--- begin Provided entries ---

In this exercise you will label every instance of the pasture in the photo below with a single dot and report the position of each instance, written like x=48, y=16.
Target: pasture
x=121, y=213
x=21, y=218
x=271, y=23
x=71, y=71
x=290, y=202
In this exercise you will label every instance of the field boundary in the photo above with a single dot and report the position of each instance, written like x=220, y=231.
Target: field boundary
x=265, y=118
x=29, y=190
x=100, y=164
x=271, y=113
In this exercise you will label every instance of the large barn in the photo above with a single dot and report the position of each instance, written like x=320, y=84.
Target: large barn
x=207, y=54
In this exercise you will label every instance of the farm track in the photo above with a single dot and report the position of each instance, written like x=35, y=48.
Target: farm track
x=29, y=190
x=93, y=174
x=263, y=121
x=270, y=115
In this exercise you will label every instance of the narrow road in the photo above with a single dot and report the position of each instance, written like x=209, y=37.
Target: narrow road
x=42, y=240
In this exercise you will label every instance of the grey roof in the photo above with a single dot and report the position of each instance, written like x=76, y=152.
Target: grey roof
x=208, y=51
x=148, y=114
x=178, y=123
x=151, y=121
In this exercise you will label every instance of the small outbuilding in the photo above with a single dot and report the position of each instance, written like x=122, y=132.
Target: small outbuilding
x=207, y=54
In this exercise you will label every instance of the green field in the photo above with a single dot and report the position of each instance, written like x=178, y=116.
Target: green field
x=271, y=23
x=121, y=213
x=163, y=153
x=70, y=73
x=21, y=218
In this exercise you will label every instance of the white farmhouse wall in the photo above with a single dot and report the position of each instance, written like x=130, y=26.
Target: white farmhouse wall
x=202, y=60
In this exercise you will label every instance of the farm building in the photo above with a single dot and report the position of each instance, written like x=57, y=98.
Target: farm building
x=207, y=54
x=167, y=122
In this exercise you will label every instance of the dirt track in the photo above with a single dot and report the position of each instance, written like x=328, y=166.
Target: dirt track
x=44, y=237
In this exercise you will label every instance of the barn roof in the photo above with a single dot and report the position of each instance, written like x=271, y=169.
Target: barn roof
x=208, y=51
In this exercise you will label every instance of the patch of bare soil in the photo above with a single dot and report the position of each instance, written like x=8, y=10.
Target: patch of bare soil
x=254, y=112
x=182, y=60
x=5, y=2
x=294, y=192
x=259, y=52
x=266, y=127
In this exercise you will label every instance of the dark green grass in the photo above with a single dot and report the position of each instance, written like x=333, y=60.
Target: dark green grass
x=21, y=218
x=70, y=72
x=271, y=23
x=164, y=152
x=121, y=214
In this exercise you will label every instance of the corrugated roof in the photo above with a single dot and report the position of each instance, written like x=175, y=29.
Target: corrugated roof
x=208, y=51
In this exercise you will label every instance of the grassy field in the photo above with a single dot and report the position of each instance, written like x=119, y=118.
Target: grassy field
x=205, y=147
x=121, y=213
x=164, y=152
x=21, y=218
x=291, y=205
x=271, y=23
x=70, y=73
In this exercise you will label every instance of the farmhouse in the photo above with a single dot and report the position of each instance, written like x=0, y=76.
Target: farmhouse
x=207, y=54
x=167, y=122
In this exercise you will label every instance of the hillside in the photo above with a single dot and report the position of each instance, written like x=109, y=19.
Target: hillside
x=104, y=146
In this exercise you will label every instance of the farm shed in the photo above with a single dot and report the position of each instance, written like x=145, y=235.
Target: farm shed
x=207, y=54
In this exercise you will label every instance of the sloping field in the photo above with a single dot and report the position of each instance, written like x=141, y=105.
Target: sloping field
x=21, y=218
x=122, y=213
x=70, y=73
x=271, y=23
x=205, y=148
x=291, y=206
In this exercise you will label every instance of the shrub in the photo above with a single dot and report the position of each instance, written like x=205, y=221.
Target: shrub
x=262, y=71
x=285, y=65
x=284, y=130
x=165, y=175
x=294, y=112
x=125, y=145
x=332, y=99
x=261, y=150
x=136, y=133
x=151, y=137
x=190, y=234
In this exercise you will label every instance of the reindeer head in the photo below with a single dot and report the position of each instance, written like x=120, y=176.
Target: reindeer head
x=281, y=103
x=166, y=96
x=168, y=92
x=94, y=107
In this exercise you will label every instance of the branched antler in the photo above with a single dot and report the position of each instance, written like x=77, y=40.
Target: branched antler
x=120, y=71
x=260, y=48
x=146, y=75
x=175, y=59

--- end Provided entries ---

Copy out the lines starting at the one containing "In this exercise you will label every instance of the farmhouse" and ending with the last line of the entries. Include nothing else.

The completed task:
In this exercise you will label every instance of the farmhouse in the photo above with a single dot and report the position of each instance, written like x=0, y=76.
Target: farmhouse
x=207, y=54
x=167, y=122
In this exercise you will label every instance of the hillside in the photo above with a single dot and report the position of each instance, written like x=109, y=19.
Target: hillside
x=104, y=146
In this exercise you will label every instance of the farm shed in the photo above with a single dot and report the position of each instance, written like x=145, y=235.
Target: farm shed
x=207, y=54
In this exercise you will label every instance of the sloping field in the photo above with a single dot and report the position of each instance, written like x=141, y=105.
Target: sloping field
x=21, y=218
x=122, y=213
x=70, y=73
x=271, y=23
x=205, y=148
x=291, y=206
In this exercise you will label every instance of the shrub in the photo above with a single dot and report the position of each instance, written like x=205, y=221.
Target: shrub
x=262, y=71
x=285, y=65
x=284, y=130
x=165, y=175
x=294, y=112
x=125, y=145
x=332, y=99
x=261, y=150
x=136, y=133
x=151, y=137
x=190, y=234
In this exercise you will label every instance of the reindeer head in the photo below with a single dot and report the position of each instance, written like x=120, y=176.
Target: reindeer head
x=281, y=103
x=166, y=96
x=168, y=92
x=94, y=107
In this exercise you will label every instance of the branched antler in the photo above with a single dot and report the position of each instance, written like x=77, y=40.
Target: branched antler
x=120, y=71
x=260, y=48
x=146, y=75
x=175, y=59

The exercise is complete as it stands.